ASSIGNED TASK →
Once the line with "the bird's leg" is found in the data, output it and each following line exactly, up to and including the line with "of the jacket", and nothing before or after.

────────

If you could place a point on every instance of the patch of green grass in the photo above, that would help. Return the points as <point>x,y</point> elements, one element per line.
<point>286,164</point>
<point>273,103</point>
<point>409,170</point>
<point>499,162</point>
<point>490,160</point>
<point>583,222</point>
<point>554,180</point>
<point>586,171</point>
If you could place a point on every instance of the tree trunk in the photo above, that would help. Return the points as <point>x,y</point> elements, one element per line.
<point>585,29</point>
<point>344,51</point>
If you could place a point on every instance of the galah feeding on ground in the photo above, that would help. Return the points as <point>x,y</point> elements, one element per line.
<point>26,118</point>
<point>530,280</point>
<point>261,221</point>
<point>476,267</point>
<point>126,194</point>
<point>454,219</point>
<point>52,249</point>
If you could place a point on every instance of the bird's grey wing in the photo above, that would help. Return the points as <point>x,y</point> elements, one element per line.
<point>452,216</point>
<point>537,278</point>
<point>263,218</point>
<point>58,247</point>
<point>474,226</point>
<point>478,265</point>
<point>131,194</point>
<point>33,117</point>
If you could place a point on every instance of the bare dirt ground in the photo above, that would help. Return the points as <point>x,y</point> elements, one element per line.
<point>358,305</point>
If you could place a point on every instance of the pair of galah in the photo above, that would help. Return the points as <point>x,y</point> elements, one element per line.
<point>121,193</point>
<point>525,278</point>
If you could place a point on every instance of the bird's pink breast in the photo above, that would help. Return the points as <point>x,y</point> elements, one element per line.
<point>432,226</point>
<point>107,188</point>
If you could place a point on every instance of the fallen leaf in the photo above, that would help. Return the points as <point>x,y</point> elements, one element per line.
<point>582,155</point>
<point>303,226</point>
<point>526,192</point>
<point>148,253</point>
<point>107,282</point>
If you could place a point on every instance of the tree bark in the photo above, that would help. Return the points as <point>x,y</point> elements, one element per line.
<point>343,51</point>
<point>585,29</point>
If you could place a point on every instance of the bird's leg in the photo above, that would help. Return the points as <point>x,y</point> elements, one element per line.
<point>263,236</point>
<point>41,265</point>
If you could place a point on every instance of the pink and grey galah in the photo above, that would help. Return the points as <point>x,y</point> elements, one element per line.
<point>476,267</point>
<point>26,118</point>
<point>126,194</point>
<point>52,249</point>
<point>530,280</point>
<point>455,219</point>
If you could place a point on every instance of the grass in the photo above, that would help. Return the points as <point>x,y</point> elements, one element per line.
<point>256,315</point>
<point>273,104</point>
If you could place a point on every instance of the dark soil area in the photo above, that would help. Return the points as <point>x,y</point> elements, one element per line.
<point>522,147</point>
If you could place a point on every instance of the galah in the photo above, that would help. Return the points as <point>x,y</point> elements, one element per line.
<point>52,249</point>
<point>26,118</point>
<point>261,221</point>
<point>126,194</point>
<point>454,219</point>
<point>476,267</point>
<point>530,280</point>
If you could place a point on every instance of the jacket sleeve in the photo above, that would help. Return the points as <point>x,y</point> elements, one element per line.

────────

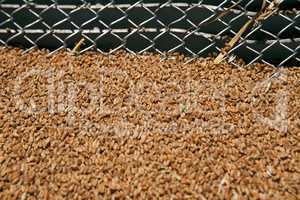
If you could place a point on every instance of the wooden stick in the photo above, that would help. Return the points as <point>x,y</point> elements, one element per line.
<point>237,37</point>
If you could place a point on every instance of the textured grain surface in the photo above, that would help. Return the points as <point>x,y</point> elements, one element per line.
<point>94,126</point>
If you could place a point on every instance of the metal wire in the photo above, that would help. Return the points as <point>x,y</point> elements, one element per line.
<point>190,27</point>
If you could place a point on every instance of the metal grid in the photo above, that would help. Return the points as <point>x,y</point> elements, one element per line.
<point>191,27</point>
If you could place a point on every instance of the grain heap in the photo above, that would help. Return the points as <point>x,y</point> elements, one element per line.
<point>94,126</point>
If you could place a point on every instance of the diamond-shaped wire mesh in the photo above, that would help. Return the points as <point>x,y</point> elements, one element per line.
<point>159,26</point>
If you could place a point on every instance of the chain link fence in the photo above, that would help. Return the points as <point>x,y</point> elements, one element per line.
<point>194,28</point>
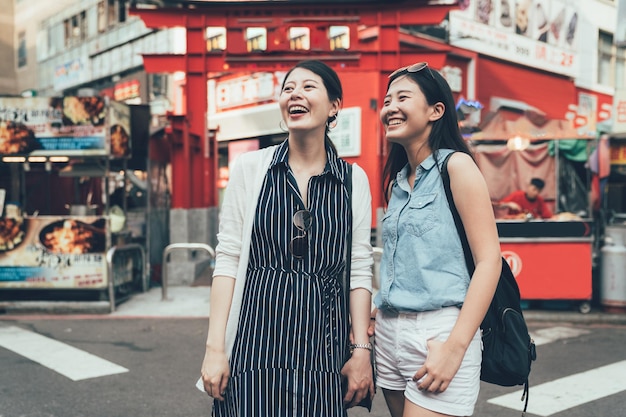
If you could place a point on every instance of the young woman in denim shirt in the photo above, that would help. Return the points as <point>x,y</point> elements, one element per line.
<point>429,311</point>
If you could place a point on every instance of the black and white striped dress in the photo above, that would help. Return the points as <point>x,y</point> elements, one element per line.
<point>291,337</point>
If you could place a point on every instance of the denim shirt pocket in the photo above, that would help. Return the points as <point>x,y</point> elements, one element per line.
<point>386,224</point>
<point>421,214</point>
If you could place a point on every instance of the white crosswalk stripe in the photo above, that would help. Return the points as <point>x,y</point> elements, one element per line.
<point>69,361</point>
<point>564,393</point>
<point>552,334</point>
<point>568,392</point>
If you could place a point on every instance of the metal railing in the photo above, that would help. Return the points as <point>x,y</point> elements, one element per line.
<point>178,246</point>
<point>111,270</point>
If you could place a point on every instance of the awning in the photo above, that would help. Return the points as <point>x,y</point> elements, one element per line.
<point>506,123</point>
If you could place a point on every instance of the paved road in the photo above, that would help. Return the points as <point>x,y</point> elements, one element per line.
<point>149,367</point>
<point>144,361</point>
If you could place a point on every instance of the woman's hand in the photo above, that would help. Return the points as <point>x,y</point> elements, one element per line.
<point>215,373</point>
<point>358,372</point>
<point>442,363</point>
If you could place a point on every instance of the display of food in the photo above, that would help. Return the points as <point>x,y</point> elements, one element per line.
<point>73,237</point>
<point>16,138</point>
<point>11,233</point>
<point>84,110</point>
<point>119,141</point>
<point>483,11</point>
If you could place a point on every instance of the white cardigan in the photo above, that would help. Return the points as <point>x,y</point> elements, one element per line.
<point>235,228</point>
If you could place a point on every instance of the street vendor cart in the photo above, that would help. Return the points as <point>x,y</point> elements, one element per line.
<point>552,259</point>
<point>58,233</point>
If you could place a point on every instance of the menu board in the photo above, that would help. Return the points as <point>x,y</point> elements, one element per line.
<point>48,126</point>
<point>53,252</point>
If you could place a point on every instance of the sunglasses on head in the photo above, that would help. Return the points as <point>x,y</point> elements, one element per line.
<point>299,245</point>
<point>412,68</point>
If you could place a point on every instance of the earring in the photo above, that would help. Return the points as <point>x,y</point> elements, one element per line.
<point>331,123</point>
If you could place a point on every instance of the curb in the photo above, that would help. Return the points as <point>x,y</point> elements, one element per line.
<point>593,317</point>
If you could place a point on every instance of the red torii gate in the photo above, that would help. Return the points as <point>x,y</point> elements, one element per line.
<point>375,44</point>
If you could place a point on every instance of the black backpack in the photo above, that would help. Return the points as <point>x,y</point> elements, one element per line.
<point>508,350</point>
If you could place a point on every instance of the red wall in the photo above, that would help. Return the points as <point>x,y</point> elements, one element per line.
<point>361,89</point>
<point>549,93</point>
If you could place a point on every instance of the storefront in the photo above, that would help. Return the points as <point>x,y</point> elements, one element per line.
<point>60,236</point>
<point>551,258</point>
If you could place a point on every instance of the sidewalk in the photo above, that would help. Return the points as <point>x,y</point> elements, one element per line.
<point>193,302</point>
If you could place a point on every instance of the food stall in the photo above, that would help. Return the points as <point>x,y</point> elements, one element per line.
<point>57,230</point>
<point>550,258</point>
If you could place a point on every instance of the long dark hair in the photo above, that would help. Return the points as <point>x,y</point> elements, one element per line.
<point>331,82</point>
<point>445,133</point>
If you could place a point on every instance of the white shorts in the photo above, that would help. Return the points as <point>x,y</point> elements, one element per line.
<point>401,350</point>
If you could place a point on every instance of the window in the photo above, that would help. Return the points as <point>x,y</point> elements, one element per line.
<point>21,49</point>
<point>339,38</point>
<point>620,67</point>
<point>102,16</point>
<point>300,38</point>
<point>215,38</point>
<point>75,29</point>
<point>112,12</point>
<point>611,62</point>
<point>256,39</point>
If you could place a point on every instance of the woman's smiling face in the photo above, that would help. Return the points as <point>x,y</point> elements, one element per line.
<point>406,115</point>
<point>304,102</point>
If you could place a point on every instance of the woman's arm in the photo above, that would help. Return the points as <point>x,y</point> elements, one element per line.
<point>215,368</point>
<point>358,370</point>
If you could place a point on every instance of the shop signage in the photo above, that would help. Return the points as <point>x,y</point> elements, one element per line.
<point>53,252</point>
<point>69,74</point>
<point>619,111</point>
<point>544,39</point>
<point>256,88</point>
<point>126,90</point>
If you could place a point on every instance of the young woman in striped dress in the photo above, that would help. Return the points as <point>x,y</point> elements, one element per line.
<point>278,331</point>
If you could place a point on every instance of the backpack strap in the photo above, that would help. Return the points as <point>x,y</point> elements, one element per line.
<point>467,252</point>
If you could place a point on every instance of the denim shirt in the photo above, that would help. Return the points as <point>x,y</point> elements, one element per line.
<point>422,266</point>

────────

EXERCISE OUTPUT →
If you could place a point on every instance of the bird's leg in the photo above, that would help. Return the points as <point>x,y</point> elements, one element per line.
<point>263,236</point>
<point>41,265</point>
If you could place a point on every instance of the pink and grey galah in the photo above, that would help. Return the points as <point>x,y</point> elements, one element per line.
<point>476,267</point>
<point>26,118</point>
<point>126,194</point>
<point>52,249</point>
<point>530,280</point>
<point>455,219</point>
If you could place a point on every instance of the grass in the photo above, that would help. Return the points as <point>x,y</point> elements, one element per line.
<point>256,315</point>
<point>273,104</point>
If you could place a point on every instance of the dark soil area in the photo above, that would help. Return the points as <point>x,y</point> elements, one element per line.
<point>522,147</point>
If you could place a point on every instance of the galah in the photo above, that would help. Return the points as <point>x,y</point> elements, one element per line.
<point>52,249</point>
<point>26,118</point>
<point>261,221</point>
<point>126,194</point>
<point>454,219</point>
<point>476,267</point>
<point>530,280</point>
If you could place a point on every instance of the jacket sleeve in the photo above, that would help. Return the points as <point>x,y</point> elements, one element per line.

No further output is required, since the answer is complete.